• **TÂCHES DEMANDÉES**:
1. Renvoyez à l'identique le passage du texte sur la doctrine Monroe qui commence à « Mais l’aide étasunienne » et se termine à « de leur continent. ».
2. Indiquez seulement le nombre de lignes de la liste contenant le mot « computer », en tenant compte de la casse.

• **TEXTE EXTRAIT**:
"""
Le XIXème siècle, en Amérique latine, est marqué par des mouvements de décolonisation. Le 2 décembre 1823, le président James Monroe énonce sa doctrine. Celle-ci déclare qu’aucun État américain ne doit être considéré comme objet de colonisation par aucune des puissances européennes. Toute intervention de l’Europe sur le continent Américain sera considérée comme une attaque contre les États-Unis d’Amérique (EUA). Les puissances européennes sont ainsi chassées de l’Amérique.
Mais l’aide étasunienne n’est pas sans intérêt. La géographie de l’Amérique latine intéresse Washington. Le processus d’intervention des EUA est lancé. La doctrine Monroe est utilisée pour le justifier, notamment dans le contexte de la Guerre froide. Cette partie de l’histoire du continent américain n’est pas sans rappeler l’actuelle stratégie de la politique étrangère étasunienne. La politique nord-américaine au sud du continent fait partie des objectifs stratégiques impériaux exprimés dès l’annonce de la doctrine Monroe. Cette lecture impérialiste de la doctrine Monroe est particulièrement intéressante. La grille de lecture de ce cas, bien que datée, reste pertinente dans l’analyse de la politique extérieure actuelle des EUA hors de leur continent.
"""
• **DONNÉES FOURNIES**:
"""
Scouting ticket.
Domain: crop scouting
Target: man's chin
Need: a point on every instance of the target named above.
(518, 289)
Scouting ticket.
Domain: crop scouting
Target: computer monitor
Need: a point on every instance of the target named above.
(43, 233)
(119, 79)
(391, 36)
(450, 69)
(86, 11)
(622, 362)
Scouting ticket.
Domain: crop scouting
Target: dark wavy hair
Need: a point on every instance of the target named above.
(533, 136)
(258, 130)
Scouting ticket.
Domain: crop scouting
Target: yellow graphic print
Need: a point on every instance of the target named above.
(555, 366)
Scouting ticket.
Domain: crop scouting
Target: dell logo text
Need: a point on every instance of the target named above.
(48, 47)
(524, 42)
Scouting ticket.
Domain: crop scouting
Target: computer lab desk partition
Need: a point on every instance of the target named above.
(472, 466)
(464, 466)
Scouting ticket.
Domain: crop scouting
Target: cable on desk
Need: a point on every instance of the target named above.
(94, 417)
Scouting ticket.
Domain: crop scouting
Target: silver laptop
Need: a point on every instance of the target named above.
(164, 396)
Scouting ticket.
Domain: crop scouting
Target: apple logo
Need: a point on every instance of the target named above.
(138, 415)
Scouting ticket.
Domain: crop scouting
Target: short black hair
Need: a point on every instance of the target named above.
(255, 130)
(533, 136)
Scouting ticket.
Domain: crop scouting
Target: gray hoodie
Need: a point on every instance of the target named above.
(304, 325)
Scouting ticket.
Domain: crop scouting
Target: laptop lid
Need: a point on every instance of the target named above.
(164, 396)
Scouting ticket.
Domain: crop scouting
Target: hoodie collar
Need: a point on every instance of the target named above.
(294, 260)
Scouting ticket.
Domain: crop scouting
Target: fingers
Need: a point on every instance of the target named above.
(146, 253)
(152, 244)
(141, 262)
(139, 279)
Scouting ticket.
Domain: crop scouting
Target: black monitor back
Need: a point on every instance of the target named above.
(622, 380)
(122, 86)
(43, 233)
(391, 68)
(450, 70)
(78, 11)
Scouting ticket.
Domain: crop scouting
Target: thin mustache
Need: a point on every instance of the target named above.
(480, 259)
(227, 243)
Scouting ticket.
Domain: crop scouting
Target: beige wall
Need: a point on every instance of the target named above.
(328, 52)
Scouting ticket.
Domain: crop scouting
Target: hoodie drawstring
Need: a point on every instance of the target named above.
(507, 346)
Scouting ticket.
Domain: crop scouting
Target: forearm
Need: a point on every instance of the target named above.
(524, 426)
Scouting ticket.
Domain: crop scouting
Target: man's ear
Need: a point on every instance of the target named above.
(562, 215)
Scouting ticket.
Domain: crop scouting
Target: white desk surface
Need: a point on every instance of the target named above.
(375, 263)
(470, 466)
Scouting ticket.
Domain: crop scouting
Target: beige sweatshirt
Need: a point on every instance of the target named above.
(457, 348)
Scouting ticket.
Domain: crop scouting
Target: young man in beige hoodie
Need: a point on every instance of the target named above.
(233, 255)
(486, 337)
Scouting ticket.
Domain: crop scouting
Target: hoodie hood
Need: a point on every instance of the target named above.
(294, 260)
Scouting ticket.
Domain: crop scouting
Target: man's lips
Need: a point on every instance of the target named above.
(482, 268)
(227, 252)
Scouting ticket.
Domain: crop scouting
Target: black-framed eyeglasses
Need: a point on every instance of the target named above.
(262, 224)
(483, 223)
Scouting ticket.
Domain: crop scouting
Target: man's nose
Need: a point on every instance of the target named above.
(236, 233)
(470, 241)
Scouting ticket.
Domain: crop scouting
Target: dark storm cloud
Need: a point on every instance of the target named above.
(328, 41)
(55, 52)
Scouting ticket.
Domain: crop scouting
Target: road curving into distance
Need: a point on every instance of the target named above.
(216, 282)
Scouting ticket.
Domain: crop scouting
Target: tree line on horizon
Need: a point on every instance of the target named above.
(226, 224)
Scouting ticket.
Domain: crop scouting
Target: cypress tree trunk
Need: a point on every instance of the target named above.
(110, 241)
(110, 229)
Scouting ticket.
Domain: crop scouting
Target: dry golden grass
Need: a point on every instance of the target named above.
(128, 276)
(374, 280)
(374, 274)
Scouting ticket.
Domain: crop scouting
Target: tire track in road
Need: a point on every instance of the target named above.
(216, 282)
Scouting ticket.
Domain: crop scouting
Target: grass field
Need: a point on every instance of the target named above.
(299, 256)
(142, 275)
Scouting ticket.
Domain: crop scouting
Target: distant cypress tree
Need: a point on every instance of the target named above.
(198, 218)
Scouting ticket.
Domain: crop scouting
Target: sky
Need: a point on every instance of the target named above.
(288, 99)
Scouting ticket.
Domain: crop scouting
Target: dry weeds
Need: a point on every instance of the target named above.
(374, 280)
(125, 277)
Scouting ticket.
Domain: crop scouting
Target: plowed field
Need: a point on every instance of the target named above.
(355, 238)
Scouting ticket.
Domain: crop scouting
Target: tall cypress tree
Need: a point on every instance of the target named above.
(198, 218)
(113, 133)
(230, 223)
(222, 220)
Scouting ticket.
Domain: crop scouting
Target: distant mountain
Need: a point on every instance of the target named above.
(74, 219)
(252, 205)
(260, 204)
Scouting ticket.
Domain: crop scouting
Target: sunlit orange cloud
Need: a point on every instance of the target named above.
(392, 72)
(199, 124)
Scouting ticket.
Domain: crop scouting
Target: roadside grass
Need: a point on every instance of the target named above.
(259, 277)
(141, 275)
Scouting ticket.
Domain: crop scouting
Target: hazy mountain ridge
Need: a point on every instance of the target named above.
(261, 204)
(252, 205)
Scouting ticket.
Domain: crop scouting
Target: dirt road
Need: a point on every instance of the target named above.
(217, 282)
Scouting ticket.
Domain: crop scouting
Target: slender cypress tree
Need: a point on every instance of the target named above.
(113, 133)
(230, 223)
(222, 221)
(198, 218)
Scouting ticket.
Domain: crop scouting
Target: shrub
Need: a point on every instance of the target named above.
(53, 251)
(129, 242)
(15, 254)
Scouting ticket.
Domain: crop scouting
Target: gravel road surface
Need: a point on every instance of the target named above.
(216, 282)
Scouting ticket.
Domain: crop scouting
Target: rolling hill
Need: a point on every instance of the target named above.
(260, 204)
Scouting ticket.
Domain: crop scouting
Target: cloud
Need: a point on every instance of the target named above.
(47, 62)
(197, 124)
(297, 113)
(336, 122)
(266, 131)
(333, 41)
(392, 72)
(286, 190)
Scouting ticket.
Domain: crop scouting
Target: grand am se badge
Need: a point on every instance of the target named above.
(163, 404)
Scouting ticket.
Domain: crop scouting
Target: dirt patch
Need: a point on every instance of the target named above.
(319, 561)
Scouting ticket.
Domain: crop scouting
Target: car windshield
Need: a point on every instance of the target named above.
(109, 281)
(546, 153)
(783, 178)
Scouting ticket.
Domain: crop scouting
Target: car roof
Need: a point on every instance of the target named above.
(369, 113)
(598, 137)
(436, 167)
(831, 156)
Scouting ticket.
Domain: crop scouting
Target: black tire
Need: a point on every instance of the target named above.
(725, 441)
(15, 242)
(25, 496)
"""
• **RÉPONSES ATTENDUES**:
1.
Mais l’aide étasunienne n’est pas sans intérêt. La géographie de l’Amérique latine intéresse Washington. Le processus d’intervention des EUA est lancé. La doctrine Monroe est utilisée pour le justifier, notamment dans le contexte de la Guerre froide. Cette partie de l’histoire du continent américain n’est pas sans rappeler l’actuelle stratégie de la politique étrangère étasunienne. La politique nord-américaine au sud du continent fait partie des objectifs stratégiques impériaux exprimés dès l’annonce de la doctrine Monroe. Cette lecture impérialiste de la doctrine Monroe est particulièrement intéressante. La grille de lecture de ce cas, bien que datée, reste pertinente dans l’analyse de la politique extérieure actuelle des EUA hors de leur continent.

2. 2